Exercise material ::

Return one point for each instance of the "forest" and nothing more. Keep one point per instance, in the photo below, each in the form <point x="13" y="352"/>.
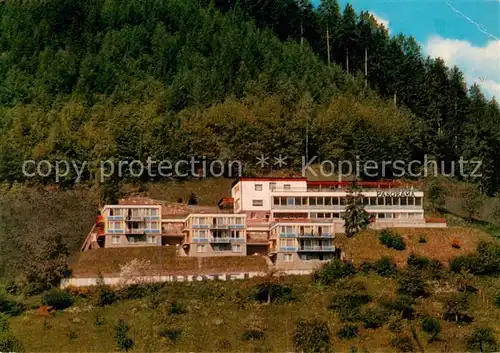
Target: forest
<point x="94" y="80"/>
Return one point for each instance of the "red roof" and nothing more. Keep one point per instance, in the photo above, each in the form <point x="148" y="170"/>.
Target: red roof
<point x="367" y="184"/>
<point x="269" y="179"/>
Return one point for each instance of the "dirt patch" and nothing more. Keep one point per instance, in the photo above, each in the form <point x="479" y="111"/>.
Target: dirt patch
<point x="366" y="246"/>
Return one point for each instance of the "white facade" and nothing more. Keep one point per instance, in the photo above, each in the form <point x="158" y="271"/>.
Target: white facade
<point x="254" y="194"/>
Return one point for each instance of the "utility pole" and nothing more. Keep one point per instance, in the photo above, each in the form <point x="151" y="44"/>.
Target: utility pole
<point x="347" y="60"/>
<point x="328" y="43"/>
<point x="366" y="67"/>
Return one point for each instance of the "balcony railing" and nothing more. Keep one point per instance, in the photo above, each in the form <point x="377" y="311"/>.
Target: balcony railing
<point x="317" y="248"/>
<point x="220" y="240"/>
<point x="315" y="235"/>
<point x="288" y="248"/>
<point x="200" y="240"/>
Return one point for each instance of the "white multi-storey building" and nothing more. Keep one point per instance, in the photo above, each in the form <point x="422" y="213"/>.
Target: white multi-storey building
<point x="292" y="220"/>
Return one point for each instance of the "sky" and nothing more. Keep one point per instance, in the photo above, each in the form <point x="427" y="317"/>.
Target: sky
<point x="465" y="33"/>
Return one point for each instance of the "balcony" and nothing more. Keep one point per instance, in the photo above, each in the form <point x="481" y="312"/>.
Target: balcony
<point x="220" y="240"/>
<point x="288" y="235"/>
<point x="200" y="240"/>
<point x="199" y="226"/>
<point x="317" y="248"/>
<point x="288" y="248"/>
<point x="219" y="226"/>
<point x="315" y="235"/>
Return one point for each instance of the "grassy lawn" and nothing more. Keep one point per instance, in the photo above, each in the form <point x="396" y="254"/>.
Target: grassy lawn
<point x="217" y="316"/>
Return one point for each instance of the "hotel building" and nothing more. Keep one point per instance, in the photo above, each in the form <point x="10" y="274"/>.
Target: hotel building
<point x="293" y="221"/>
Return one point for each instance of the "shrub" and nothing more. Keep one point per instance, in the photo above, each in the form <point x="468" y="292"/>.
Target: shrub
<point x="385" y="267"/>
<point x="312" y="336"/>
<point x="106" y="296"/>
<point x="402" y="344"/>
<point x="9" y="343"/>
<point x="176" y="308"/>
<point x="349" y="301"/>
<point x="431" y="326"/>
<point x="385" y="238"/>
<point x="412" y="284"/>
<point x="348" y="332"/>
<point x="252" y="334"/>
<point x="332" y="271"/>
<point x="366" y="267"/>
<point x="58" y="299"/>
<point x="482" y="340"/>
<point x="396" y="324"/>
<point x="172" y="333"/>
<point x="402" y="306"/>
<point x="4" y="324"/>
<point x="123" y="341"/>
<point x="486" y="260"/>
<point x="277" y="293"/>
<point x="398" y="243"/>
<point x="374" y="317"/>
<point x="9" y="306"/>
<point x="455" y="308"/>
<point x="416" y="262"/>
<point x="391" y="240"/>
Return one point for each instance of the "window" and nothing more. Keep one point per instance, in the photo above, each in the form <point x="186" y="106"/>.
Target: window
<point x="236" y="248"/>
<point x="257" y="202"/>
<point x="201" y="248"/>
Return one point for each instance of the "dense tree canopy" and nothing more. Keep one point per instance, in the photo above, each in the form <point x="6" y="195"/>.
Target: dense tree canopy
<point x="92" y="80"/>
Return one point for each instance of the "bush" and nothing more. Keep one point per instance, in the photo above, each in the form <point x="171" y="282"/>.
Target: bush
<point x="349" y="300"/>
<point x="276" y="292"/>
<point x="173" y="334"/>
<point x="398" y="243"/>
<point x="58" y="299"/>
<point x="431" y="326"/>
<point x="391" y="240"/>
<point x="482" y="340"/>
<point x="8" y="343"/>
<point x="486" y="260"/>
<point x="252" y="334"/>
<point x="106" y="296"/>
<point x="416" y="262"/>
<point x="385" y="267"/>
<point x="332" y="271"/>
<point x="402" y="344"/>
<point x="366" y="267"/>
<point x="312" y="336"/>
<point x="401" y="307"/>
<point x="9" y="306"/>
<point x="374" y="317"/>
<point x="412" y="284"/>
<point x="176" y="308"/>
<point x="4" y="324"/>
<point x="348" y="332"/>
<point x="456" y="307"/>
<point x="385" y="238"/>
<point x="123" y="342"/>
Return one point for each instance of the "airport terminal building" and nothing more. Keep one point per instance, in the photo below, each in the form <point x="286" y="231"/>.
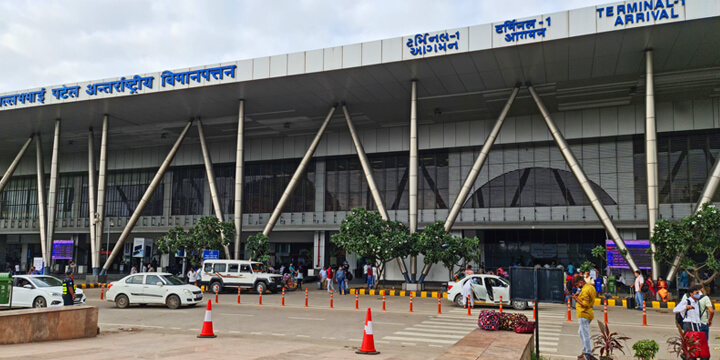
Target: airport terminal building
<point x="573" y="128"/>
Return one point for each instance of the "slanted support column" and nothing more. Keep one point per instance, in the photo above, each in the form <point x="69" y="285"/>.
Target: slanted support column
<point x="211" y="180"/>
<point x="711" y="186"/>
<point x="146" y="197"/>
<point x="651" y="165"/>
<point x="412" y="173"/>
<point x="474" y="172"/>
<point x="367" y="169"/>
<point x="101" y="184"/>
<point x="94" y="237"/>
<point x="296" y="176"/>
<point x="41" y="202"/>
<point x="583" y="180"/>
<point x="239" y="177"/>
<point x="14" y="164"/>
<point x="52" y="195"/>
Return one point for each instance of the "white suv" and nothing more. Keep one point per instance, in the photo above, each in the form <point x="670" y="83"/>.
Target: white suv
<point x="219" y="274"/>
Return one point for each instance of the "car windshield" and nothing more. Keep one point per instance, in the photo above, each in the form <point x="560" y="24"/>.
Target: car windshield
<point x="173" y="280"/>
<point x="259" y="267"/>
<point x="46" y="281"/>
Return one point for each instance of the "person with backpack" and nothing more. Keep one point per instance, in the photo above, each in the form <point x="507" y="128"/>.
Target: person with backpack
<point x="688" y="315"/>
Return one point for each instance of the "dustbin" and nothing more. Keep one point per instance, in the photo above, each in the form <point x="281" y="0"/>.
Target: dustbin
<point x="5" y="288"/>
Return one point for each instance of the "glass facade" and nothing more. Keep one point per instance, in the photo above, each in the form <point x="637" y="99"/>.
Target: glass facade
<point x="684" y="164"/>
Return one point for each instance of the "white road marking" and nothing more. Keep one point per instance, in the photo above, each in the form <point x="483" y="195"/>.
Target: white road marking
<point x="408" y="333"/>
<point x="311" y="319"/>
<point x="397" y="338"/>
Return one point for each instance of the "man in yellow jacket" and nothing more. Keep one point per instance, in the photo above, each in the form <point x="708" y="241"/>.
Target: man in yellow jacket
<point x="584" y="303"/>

Exercise description ::
Transcribe all the records above word for word, without their images.

Result ::
Return one point for each instance of the "forest" and nothing more. Keep one point per instance, in the photo below, each in the form <point x="13" y="352"/>.
Target: forest
<point x="94" y="80"/>
Return one point for each instance of the "red roof" and nothing more. Keep one point per instance, in the photo above, each in the form <point x="148" y="170"/>.
Target: red roof
<point x="367" y="184"/>
<point x="269" y="179"/>
Return one point for each instance of the "dirt patch" and nothing more. Keep one point per instance, in the photo above, each in the form <point x="479" y="111"/>.
Target: dirt patch
<point x="366" y="246"/>
Return one point for each instance of the "white facade" and nothing more. Keep one point per instance, in the photo above, each in the form <point x="158" y="271"/>.
Target: white facade
<point x="254" y="194"/>
Return one point for each instance of the "utility pole" and nothing more. Keep one point per instance, in the photo above, each in the form <point x="151" y="44"/>.
Target: utility pole
<point x="347" y="60"/>
<point x="328" y="43"/>
<point x="366" y="67"/>
Return one point for each instance of the "balcony railing" and nothing more. Keep one point per instance, in the photo above, each in the form <point x="377" y="311"/>.
Target: balcony railing
<point x="317" y="248"/>
<point x="220" y="240"/>
<point x="315" y="235"/>
<point x="288" y="248"/>
<point x="200" y="240"/>
Return one point for each instance of the "white multi-storey building" and nothing more. Keep one point per instance, in the photo above, each in the form <point x="422" y="213"/>.
Target: white multi-storey building
<point x="292" y="220"/>
Return one point for each instance of the "sky" and nothing more. Keep one point per instance, in the photo above, each in the form <point x="427" y="317"/>.
Target: sky
<point x="465" y="33"/>
Return one point for each instance of the "balcony" and nothing more. Keep one point per instance, in the photo above, each in the form <point x="481" y="312"/>.
Target: balcony
<point x="220" y="240"/>
<point x="288" y="235"/>
<point x="200" y="240"/>
<point x="199" y="226"/>
<point x="317" y="248"/>
<point x="288" y="248"/>
<point x="219" y="226"/>
<point x="315" y="235"/>
Return one point for each instance of the "grassy lawn" and nothing more. Keep one point per instance, in the photo above, each in the form <point x="396" y="254"/>.
Target: grassy lawn
<point x="217" y="316"/>
Return one point for each instance of the "hotel building" and nothing more. Keep one point per instance, in the photo above, each in the form <point x="10" y="274"/>.
Target: hotel building
<point x="293" y="221"/>
Return one point for each instance of the "shrub" and nothing more. Keep one point per instance, in the photo above, each in the form <point x="468" y="292"/>.
Target: shrub
<point x="385" y="267"/>
<point x="312" y="336"/>
<point x="106" y="296"/>
<point x="402" y="344"/>
<point x="9" y="343"/>
<point x="176" y="308"/>
<point x="349" y="301"/>
<point x="431" y="326"/>
<point x="385" y="238"/>
<point x="412" y="284"/>
<point x="348" y="332"/>
<point x="252" y="334"/>
<point x="332" y="271"/>
<point x="366" y="267"/>
<point x="58" y="299"/>
<point x="482" y="340"/>
<point x="396" y="324"/>
<point x="172" y="333"/>
<point x="402" y="306"/>
<point x="4" y="324"/>
<point x="123" y="341"/>
<point x="486" y="260"/>
<point x="277" y="293"/>
<point x="398" y="243"/>
<point x="374" y="317"/>
<point x="9" y="306"/>
<point x="455" y="308"/>
<point x="416" y="262"/>
<point x="391" y="240"/>
Return one point for each instance of the "window" and nothing more. Keep one point per instance, in the photo above, each in the form <point x="186" y="106"/>.
Target: window
<point x="236" y="248"/>
<point x="257" y="202"/>
<point x="201" y="248"/>
Return one point for each instance of the "dense tree canopy" and nothing more. Keep one point per instance, in the photo above, each in the form <point x="6" y="195"/>.
Target: dense tree canopy
<point x="92" y="80"/>
Return one point for each instance of the "bush" and nothing more. Keep one point per instance, in the photo above, each in the form <point x="171" y="282"/>.
Target: bush
<point x="349" y="300"/>
<point x="276" y="292"/>
<point x="173" y="334"/>
<point x="398" y="243"/>
<point x="58" y="299"/>
<point x="431" y="326"/>
<point x="391" y="240"/>
<point x="482" y="340"/>
<point x="8" y="343"/>
<point x="486" y="260"/>
<point x="252" y="334"/>
<point x="106" y="296"/>
<point x="416" y="262"/>
<point x="385" y="267"/>
<point x="332" y="271"/>
<point x="402" y="344"/>
<point x="366" y="267"/>
<point x="312" y="336"/>
<point x="401" y="307"/>
<point x="9" y="306"/>
<point x="374" y="317"/>
<point x="412" y="284"/>
<point x="176" y="308"/>
<point x="4" y="324"/>
<point x="348" y="332"/>
<point x="456" y="307"/>
<point x="385" y="238"/>
<point x="123" y="342"/>
Return one point for each instance of the "airport terminal building" and nothing more. Keep one point per instance, in the photo below, each in the form <point x="286" y="231"/>.
Target: airport terminal building
<point x="573" y="128"/>
Return one point for each instance of the "slanted support column" and nothing more. Keep one point per instance, in the photo above, each in the form <point x="69" y="285"/>.
Target: slanted support column
<point x="211" y="180"/>
<point x="711" y="186"/>
<point x="146" y="197"/>
<point x="651" y="165"/>
<point x="412" y="173"/>
<point x="474" y="172"/>
<point x="367" y="169"/>
<point x="101" y="184"/>
<point x="94" y="237"/>
<point x="296" y="176"/>
<point x="41" y="202"/>
<point x="583" y="180"/>
<point x="239" y="177"/>
<point x="14" y="164"/>
<point x="52" y="195"/>
Return one point for each instance of the "white suv" and nothing more. Keep one point per instance, in the photo above, each in the form <point x="670" y="83"/>.
Target: white suv
<point x="219" y="274"/>
Return one point for each instance of the "car windshield" and nothing more. Keep one point per instance, in the photo above, each in the form <point x="560" y="24"/>.
Target: car windshield
<point x="173" y="280"/>
<point x="259" y="267"/>
<point x="46" y="281"/>
Return one point for each instance of the "person with backpack" and nothing more. Keep one point per instance, in the photo above, each in the form <point x="507" y="128"/>.
Target: person with backpack
<point x="688" y="315"/>
Return one point for each instance of the "dustbin" and nothing more. Keep one point per instance, in the photo above, each in the form <point x="281" y="0"/>.
Target: dustbin
<point x="5" y="288"/>
Return one point for each instance of the "glass facade" and nothing more. Keep one point per instance, in the photo above, each in the form <point x="637" y="99"/>.
Target: glass facade
<point x="684" y="164"/>
Return one point for each instance of the "white road marking" and nothing more. Keep one point per instance, in the photo above, each in the form <point x="483" y="195"/>.
Target: white road marking
<point x="408" y="333"/>
<point x="311" y="319"/>
<point x="397" y="338"/>
Return one point for each instance of the "man in yellow jacket" and nothing more. Keep one point per instance, in the photo above, each in the form <point x="708" y="241"/>.
Target: man in yellow jacket
<point x="584" y="303"/>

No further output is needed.